● Selected text
┄┄┄┄┄┄

Let's assume that Homo erectus was able to reproduce every 10 years. That means that, in 2 million years, there were 200,000 generations of Homo erectus possible. There are four possible explanations for where the 50 billion new neurons came from in 200,000 generations:

  • Every generation, 250,000 new neurons were added to the Homo erectus brain (250,000 * 200,000 = 50 billion).
  • Every 100,000 years, 2.5 billion new neurons were added to the Homo erectus brain (2,500,000,000 * 20 = 50 billion).
  • Perhaps 500,000 years ago, there was a spurt of 20 or so closely-spaced generations that added 2.5 billion neurons per generation.
  • One day, spontaneously, 50 billion new neurons were added to the Homo erectus brain to create the Homo sapiens brain.

None of these scenarios is particularly comfortable. We see no evidence that evolution is randomly adding 250,000 neurons to each child born today, so that explanation is hard to swallow. The thought of adding a large package of something like 2.5 billion neurons in one step is difficult to imagine, because there is no way to explain how the neurons would wire themselves in. What sort of point mutation would occur in a DNA molecule that would suddenly create billions of new neurons and wire them correctly?* The current theory of evolution does not predict how this could happen.

One line of current research is looking at the effect of very small changes in DNA patterns during embryonic development. Any new animal, be it a mouse or a human, starts life as a single cell. That cell differentiates and develops into the complete animal. A tremendous amount of signaling happens between cells during the development process to ensure that everything ends up in the right place. Tiny changes in these signaling processes can have very large effects on the resulting animal. This is how the human genome, with at most 60,000 or so genes, is able to specify the creation of a human body containing trillions of cells, billions of carefully wired neurons and hundreds of different cell types all brilliantly sculpted into organs as diverse as the heart and the eyes. The book "Molecular Biology of the Cell" puts it this way:

Humans, as a genus distinct from the great apes, have existed for only a few million years. Each human gene has therefore had the chance to accumulate relatively few nucleotide changes since our inception, and most of these have been eliminated by natural selection. A comparison of humans and monkeys, for example, shows that their cytochrome-c molecules differ in about 1 percent and their hemoglobins in about 4 percent of their amino acid positions. Clearly, a great deal of our genetic heritage must have been formed long before Homo sapiens appeared, during the evolution of mammals (which started about 300 million years ago) and even earlier. Because the proteins of mammals as different as whales and humans are very similar, the evolutionary changes that have produced such striking morphological differences must involve relatively few changes in molecules from which we are made. Instead, it is thought that the morphological differences arise from differences in the temporal and spatial pattern of gene expression during embryonic development, which then determine the size, shape and other characteristics of the adult.

┄┄┄┄┄┄

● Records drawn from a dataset
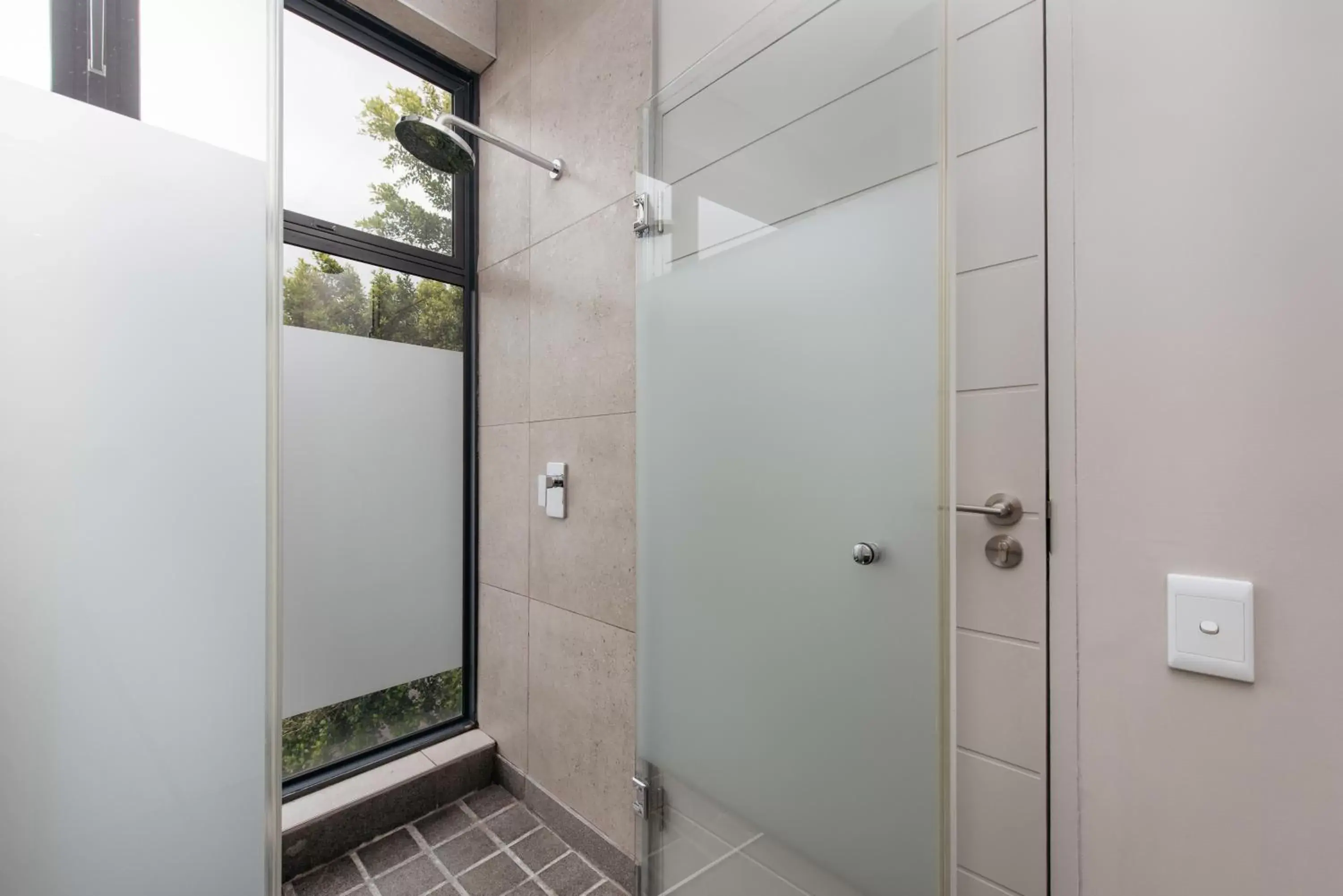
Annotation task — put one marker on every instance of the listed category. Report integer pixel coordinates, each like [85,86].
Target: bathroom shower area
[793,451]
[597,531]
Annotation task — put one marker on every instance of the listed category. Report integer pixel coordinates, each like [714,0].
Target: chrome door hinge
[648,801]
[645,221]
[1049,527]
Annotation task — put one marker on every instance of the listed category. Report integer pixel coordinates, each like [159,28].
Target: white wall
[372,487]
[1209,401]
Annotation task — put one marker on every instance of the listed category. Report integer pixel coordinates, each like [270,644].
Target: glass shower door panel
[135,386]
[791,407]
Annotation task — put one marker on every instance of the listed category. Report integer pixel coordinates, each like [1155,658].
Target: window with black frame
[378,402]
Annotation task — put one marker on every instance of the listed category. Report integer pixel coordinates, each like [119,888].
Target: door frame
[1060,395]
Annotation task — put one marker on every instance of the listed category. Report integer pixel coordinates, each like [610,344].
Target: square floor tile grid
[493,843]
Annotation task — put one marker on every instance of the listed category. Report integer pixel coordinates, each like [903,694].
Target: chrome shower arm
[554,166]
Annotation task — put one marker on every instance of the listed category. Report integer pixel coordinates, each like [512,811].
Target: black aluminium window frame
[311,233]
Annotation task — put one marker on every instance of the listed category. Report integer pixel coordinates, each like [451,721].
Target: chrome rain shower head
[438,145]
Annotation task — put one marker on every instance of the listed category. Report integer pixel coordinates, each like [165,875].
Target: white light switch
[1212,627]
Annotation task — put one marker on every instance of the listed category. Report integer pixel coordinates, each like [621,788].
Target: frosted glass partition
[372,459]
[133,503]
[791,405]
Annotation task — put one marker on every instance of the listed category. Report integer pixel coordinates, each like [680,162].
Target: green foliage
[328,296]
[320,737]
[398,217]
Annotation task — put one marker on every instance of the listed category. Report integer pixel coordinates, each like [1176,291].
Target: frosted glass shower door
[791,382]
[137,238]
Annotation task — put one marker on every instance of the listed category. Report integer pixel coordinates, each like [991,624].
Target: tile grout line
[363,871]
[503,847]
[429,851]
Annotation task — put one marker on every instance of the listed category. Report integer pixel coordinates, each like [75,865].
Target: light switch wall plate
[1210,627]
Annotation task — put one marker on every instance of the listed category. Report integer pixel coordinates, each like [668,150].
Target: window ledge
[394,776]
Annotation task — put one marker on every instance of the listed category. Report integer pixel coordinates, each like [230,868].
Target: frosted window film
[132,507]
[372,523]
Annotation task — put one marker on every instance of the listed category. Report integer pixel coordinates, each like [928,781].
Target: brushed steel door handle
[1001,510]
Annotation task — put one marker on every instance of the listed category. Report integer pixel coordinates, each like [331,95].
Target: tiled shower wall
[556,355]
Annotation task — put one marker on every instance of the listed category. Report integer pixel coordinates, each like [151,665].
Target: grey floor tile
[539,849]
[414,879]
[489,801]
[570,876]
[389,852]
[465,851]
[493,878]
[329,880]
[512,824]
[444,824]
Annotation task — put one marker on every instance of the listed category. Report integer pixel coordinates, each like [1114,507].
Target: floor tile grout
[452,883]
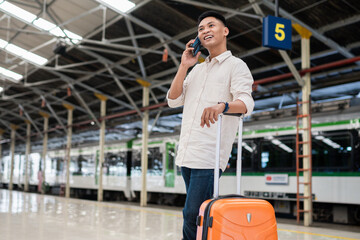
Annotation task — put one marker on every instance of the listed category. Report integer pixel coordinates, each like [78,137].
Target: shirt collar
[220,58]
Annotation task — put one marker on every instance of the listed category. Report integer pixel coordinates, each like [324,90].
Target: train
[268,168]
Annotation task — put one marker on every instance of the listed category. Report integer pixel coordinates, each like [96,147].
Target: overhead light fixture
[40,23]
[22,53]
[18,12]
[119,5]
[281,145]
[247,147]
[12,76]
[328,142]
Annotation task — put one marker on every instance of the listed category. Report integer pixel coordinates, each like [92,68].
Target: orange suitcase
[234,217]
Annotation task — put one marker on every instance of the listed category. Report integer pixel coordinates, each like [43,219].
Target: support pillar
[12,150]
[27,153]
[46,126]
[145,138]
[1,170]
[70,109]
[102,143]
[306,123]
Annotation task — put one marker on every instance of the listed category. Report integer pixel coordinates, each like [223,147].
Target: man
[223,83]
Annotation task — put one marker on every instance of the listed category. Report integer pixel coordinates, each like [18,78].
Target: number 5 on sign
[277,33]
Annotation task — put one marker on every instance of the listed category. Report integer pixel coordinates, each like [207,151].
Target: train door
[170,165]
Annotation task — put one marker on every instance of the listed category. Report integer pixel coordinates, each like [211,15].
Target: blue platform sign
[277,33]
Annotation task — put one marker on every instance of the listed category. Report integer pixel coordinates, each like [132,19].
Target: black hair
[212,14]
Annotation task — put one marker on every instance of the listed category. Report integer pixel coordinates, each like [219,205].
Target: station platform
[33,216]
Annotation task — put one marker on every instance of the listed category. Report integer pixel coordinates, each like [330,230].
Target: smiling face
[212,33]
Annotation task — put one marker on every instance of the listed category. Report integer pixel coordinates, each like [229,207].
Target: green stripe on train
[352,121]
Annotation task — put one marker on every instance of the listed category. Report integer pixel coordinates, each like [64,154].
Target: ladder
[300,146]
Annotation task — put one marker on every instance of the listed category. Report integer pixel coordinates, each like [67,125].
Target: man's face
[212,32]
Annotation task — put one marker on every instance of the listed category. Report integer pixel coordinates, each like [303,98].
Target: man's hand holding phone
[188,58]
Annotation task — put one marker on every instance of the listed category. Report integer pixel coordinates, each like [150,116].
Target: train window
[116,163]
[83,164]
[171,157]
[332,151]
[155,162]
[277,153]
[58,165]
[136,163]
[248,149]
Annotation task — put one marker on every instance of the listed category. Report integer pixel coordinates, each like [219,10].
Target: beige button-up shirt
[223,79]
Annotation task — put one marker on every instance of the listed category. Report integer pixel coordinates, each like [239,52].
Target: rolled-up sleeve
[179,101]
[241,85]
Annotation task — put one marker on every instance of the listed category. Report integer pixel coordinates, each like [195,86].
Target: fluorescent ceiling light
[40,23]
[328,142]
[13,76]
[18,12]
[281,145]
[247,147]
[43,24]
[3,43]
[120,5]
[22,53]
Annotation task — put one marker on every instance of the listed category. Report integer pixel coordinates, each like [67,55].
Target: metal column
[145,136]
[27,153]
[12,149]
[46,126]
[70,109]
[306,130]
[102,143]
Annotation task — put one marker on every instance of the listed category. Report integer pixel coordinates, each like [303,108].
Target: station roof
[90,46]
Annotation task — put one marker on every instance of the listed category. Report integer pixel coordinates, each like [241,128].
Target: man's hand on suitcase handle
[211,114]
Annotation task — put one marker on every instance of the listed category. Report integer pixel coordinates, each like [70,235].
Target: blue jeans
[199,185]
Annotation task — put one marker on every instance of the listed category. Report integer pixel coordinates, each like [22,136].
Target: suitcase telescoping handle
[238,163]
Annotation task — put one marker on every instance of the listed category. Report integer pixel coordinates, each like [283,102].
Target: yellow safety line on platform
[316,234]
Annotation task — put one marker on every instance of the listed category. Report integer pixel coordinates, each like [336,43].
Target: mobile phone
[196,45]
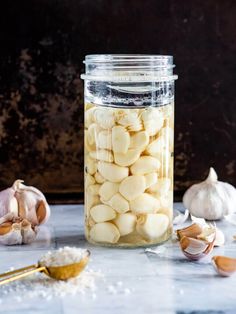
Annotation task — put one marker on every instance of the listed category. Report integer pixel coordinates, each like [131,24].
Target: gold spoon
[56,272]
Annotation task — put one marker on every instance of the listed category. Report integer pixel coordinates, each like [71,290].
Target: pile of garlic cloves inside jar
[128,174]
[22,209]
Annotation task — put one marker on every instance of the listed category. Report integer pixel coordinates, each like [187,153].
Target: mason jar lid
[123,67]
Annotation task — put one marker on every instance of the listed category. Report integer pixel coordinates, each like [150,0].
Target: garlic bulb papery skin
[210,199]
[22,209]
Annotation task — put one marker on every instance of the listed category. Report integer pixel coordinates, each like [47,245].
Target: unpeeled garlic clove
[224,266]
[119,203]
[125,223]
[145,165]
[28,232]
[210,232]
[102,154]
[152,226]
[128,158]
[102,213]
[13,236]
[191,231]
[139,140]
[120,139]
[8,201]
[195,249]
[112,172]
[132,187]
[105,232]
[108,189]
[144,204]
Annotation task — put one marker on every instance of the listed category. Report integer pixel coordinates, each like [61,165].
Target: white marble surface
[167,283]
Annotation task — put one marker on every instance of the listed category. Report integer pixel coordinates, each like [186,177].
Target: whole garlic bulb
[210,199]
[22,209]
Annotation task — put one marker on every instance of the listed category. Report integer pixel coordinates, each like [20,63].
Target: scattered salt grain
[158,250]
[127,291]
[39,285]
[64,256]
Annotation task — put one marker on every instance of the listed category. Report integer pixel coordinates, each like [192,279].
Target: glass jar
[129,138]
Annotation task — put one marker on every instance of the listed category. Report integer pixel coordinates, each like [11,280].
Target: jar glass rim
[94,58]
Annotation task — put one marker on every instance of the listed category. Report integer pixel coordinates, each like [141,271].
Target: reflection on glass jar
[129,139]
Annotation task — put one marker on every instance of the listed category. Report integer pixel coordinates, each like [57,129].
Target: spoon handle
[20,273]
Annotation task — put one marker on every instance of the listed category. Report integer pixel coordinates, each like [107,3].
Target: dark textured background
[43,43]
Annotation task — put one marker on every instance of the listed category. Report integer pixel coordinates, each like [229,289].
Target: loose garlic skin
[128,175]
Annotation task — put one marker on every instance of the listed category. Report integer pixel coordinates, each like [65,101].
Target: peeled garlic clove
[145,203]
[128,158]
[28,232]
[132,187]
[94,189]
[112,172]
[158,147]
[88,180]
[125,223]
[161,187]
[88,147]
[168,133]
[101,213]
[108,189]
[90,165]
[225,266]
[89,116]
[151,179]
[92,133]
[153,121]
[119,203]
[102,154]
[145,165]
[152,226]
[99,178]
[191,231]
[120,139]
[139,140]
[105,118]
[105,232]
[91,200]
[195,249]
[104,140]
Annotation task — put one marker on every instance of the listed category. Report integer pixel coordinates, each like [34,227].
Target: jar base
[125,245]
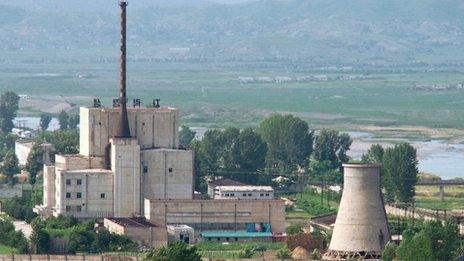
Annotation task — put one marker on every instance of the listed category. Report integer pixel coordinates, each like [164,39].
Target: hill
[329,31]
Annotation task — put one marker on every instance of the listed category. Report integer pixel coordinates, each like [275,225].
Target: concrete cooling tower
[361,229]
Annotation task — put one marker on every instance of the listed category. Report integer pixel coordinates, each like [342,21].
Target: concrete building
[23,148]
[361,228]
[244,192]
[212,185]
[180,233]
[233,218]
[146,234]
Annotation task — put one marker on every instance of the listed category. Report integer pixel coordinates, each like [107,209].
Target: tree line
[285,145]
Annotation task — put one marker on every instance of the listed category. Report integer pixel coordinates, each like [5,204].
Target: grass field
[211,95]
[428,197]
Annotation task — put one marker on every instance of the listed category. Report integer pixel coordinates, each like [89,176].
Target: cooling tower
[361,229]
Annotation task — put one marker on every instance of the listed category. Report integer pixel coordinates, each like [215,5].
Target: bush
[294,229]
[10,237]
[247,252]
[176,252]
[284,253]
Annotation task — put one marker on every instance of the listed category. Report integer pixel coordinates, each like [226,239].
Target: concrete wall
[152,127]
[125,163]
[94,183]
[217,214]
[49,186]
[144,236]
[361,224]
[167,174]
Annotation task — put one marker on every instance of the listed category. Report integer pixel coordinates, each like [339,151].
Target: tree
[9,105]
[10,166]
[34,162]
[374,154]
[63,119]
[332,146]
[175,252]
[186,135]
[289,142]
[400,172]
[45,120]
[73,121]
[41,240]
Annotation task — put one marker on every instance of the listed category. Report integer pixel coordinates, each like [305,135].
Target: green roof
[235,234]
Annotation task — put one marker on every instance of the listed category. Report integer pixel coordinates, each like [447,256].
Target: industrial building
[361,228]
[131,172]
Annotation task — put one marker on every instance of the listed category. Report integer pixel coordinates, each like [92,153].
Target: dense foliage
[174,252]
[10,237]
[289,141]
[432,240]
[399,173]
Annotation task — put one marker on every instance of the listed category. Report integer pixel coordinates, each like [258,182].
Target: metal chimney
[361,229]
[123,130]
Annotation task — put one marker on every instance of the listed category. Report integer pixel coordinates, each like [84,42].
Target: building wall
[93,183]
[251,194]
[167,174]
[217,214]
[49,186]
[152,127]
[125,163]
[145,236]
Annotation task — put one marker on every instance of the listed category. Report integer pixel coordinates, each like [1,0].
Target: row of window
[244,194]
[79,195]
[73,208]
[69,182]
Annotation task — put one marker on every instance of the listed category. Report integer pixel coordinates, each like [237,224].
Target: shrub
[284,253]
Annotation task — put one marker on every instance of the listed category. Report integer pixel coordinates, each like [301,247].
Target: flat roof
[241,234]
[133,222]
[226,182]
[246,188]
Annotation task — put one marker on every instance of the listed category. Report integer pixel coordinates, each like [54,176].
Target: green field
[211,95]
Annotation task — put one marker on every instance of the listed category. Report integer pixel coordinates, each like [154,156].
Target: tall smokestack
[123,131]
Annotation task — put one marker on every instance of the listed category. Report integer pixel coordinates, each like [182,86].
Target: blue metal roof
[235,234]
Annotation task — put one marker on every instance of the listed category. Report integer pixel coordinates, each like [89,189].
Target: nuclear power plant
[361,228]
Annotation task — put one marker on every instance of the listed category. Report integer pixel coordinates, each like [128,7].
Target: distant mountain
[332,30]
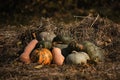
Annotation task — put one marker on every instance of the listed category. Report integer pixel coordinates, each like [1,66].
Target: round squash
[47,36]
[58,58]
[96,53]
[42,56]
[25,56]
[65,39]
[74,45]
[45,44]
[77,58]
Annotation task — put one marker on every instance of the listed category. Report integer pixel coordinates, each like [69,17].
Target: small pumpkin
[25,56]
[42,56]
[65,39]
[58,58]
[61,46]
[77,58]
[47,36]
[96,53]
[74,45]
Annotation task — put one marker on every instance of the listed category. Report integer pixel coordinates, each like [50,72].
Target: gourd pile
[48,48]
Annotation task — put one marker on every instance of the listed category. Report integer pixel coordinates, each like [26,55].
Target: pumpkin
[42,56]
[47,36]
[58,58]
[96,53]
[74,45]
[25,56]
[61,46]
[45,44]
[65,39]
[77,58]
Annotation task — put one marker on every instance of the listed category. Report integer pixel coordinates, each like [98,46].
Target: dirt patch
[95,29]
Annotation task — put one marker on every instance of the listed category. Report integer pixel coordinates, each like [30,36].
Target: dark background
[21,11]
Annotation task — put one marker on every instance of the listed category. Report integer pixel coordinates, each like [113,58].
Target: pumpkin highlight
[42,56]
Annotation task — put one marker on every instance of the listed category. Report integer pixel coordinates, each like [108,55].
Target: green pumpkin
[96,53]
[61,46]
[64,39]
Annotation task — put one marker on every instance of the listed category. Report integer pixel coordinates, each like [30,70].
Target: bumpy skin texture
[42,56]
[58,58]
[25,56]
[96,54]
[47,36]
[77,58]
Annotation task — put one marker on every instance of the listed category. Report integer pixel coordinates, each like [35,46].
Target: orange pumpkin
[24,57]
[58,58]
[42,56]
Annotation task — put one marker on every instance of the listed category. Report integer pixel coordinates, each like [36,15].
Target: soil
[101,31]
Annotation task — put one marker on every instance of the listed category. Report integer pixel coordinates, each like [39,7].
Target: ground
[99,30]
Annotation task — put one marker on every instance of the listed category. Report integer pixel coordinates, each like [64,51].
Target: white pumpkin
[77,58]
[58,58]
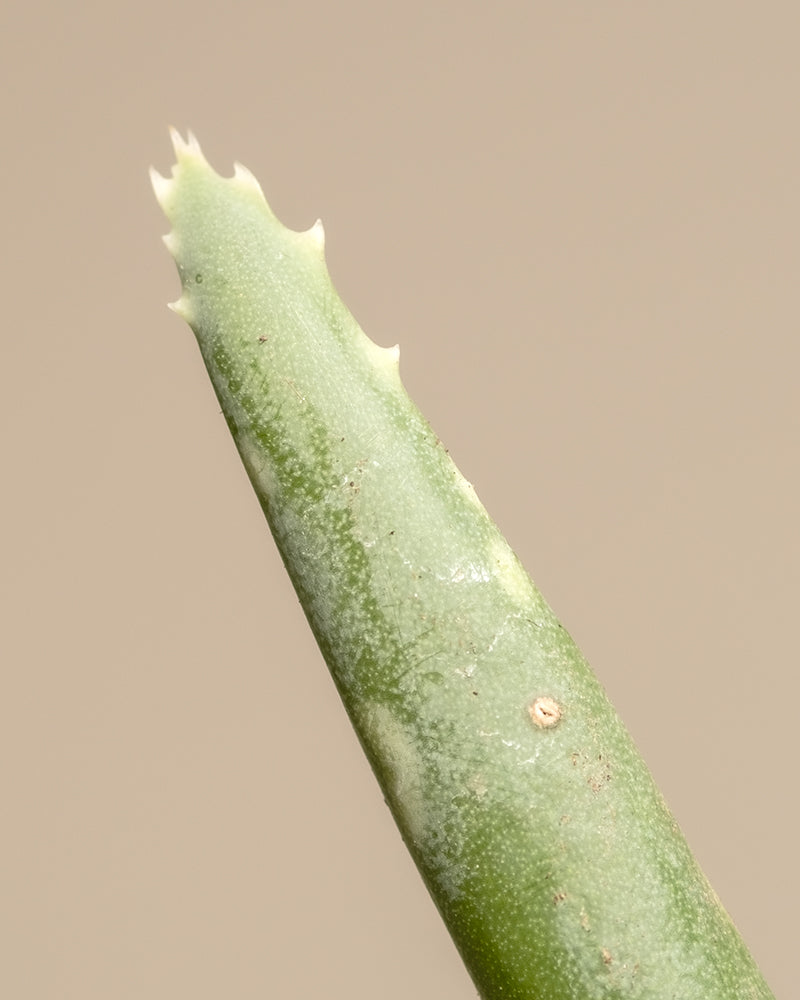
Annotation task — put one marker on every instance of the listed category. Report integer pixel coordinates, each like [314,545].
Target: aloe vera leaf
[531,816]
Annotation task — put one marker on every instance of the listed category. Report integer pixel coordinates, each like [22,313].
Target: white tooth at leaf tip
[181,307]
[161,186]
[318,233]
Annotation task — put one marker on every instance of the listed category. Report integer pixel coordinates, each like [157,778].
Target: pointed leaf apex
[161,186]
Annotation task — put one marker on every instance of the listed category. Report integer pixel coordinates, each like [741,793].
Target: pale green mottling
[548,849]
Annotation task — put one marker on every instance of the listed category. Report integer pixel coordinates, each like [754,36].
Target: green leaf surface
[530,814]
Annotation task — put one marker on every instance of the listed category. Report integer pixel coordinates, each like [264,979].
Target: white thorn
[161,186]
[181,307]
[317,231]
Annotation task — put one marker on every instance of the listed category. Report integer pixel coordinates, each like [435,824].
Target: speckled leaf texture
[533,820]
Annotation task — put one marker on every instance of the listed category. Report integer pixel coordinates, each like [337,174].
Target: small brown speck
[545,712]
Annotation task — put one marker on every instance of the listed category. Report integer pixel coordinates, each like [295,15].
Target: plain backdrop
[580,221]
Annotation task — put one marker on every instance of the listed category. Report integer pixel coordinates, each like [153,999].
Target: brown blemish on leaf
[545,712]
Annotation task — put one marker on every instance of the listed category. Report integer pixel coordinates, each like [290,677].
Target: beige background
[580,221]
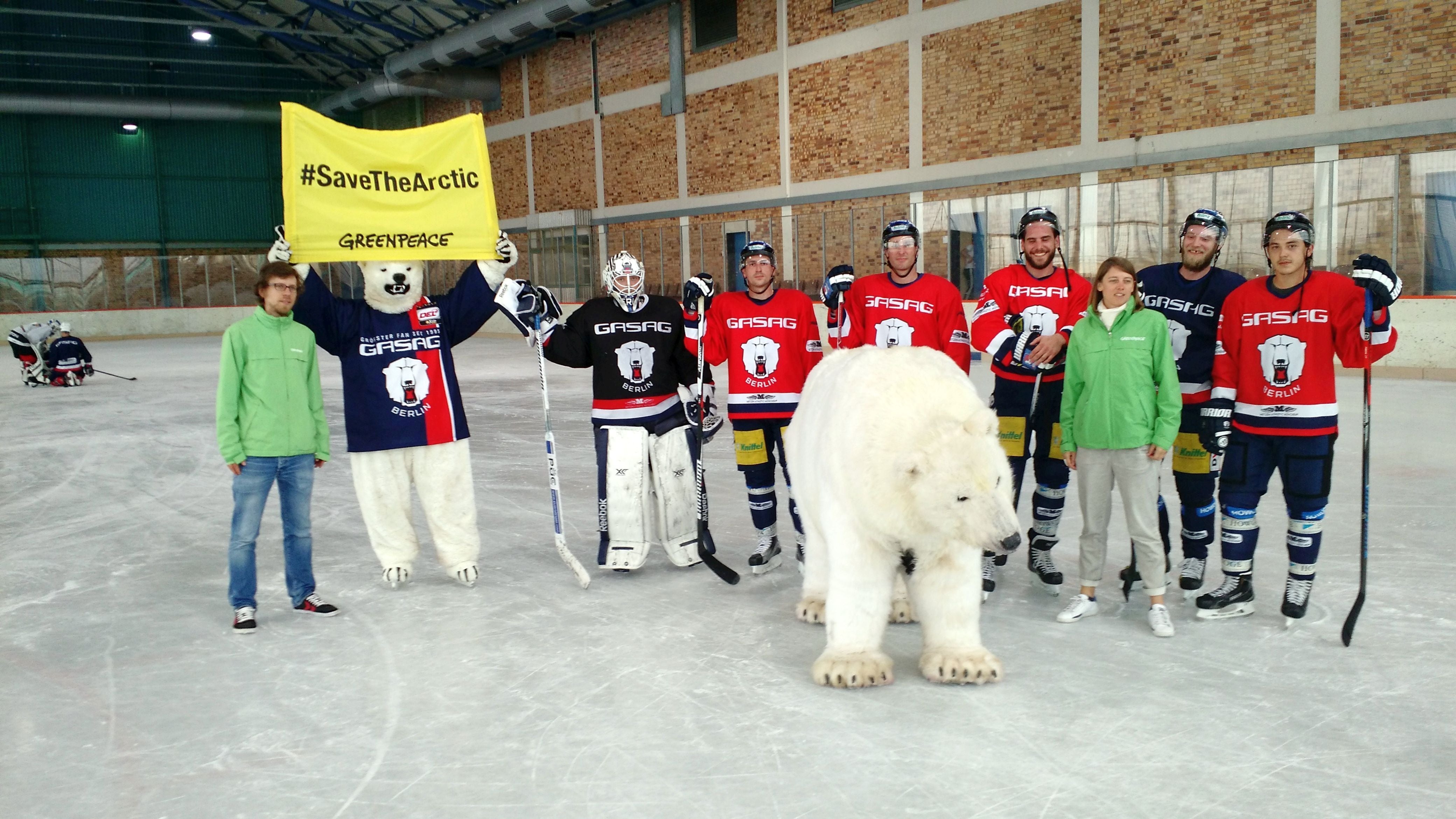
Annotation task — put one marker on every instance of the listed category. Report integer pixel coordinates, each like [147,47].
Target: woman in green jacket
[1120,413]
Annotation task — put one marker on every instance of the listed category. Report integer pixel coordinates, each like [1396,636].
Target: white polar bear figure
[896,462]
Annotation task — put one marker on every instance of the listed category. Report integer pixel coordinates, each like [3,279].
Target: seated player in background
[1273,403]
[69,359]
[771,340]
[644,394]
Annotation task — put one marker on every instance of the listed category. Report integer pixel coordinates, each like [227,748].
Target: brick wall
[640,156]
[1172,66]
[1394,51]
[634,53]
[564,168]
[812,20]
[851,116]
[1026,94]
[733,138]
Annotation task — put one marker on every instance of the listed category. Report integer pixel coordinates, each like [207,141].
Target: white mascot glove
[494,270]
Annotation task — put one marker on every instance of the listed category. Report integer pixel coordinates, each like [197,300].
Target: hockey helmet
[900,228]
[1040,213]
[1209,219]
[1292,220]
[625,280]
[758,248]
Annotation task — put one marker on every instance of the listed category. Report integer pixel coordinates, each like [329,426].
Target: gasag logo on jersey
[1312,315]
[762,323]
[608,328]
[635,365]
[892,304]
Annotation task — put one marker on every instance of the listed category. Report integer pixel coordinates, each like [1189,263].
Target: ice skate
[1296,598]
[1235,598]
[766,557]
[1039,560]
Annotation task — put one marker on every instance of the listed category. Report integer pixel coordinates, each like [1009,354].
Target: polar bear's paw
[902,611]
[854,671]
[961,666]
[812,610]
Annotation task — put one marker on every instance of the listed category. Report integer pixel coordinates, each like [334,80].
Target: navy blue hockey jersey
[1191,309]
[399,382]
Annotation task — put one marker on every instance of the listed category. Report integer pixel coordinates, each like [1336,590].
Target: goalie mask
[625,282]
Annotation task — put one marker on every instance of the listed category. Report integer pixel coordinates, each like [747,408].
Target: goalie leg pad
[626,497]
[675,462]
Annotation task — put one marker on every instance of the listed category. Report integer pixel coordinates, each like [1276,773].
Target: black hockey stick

┄┄┄┄┄┄

● Exercise requirements
• a. Quote the part of the brain evolution passage that opens with the words containing "None of these" and closes with "this could happen.".
• b. For each statement below, say yes or no according to the brain evolution passage, and quote the words from it that decide your answer. (i) The passage assumes that Homo erectus could reproduce every 10 years. (ii) The passage puts the number of genes in the human genome at 100,000 or more. (iii) The quoted book says human and monkey hemoglobins differ in about 1 percent of their amino acid positions.
• c. Please carry on the brain evolution passage from the point where it stops.

● Answers for this exercise
• a.
None of these scenarios is particularly comfortable. We see no evidence that evolution is randomly adding 250,000 neurons to each child born today, so that explanation is hard to swallow. The thought of adding a large package of something like 2.5 billion neurons in one step is difficult to imagine, because there is no way to explain how the neurons would wire themselves in. What sort of point mutation would occur in a DNA molecule that would suddenly create billions of new neurons and wire them correctly?* The current theory of evolution does not predict how this could happen.

• b.
(i) Yes: "Let's assume that Homo erectus was able to reproduce every 10 years."
(ii) No: "the human genome, with at most 60,000 or so genes"
(iii) No: "their hemoglobins in about 4 percent of their amino acid positions"

• c.
In other words, there just are not that many differences in the DNA of a human and a whale, yet humans and whales look totally different. Small collections of DNA mutations can have a very big effect on the final result.

Right now, the signaling mechanisms that wire up the 100 billion cells in the human brain are something of a mystery. How can the mere 60,000 genes in the human genome tell 100 billion neurons how to precisely wire themselves in the human brain? No one right now has a clear understanding of how so few genes can meticulously wire so many neurons. In a developing fetus in the womb, DNA is correctly creating and wiring up millions of cells per minute. Given that DNA does wire up a working human brain every time a baby is born, it may be the case that DNA has special properties that make evolution work more efficiently. As the mechanisms become better understood, the effects of DNA mutations during development will become better understood as well.